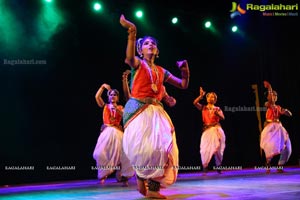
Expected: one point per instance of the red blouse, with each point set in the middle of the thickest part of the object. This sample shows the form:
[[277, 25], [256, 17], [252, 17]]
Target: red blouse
[[112, 117], [208, 116]]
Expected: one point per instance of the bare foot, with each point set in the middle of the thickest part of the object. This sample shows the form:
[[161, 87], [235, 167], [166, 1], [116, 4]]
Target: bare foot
[[155, 195], [141, 187]]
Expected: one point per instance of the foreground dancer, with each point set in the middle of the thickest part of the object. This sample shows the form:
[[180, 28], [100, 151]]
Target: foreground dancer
[[166, 98], [274, 137], [213, 138], [108, 151], [149, 135]]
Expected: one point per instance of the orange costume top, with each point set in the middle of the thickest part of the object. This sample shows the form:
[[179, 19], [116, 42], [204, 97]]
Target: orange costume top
[[209, 117], [142, 92], [111, 117], [273, 113]]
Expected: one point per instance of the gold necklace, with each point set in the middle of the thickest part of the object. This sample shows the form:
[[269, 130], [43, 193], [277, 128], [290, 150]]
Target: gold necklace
[[153, 85], [112, 111]]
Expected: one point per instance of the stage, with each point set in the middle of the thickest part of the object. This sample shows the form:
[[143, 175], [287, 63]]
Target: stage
[[231, 184]]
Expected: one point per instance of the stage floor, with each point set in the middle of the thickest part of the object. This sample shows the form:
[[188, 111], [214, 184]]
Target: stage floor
[[243, 184]]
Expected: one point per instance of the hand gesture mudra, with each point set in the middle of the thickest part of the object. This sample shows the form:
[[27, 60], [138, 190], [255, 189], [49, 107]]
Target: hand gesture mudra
[[202, 92], [127, 24], [267, 85]]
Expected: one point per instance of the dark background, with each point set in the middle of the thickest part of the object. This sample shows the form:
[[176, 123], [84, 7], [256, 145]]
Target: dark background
[[49, 116]]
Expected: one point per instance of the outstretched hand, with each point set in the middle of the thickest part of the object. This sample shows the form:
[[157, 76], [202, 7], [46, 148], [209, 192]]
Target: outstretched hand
[[127, 24], [182, 64], [267, 85]]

_About this task:_
Would you give the entries above again verbatim, omitting the images they contain?

_Task response:_
Expected: one point per instance of the red blouse, with each point set in the middle of the thickest part of the object. This sample shows the form:
[[277, 25], [256, 17], [252, 17]]
Target: red blouse
[[112, 117], [208, 116]]
Expected: one point per instance of the bare foot, with each point set in the middle of the thickest part of the object. This sample shows the form:
[[161, 87], [235, 167], [166, 1], [116, 4]]
Target: bare foot
[[155, 195], [141, 187]]
Expected: one point per instance of the foreground dancer, with each point set in the middle of the thickest part of the object. This sample shows the form:
[[180, 28], [100, 151]]
Target: foreground dancer
[[166, 98], [274, 137], [213, 138], [108, 151], [149, 135]]
Expected: one point per instance of the orange costume top, with each point set in the middle of the thickest part of the object. This sample shows the form:
[[179, 19], [116, 42], [204, 97]]
Target: orange costume top
[[209, 117], [142, 92], [111, 117], [273, 113]]
Expected: one point per instance of the gold necklace, with each point set in the middle of the thickest part of the object. This sample shows the form:
[[269, 130], [43, 193], [277, 128], [290, 150]]
Target: gold necklace
[[153, 85], [112, 111]]
Expected: one point per instance of the stage, with each point set in the middle of the thickest part of the object. This sample shows the form:
[[143, 175], [287, 63]]
Target: stage
[[231, 184]]
Expected: one point per instance of the stage floor, with each point set in the middle of the thickest part of the object. This sample shows the form:
[[188, 111], [214, 184]]
Target: stage floor
[[243, 184]]
Expected: one point per instance of the hand gesture mudra, with each point set in the middle of the thickest part of the object. This sample shows the form:
[[27, 60], [138, 190], [255, 189], [49, 107]]
Target: hand gesture mudra
[[202, 92], [127, 24], [267, 85]]
Expected: one point per instance of the dark background, with each point set in the middle of the thickest part of the object. This sample shows the form:
[[176, 123], [84, 7], [256, 145]]
Target: dark background
[[49, 116]]
Expected: one point per instance of the outstretched hand, with each point set in the middle of the thickest part of the object. This sample shows the form:
[[157, 76], [202, 7], [46, 148], [209, 192]]
Target: outstretched hand
[[127, 24], [182, 64], [267, 85]]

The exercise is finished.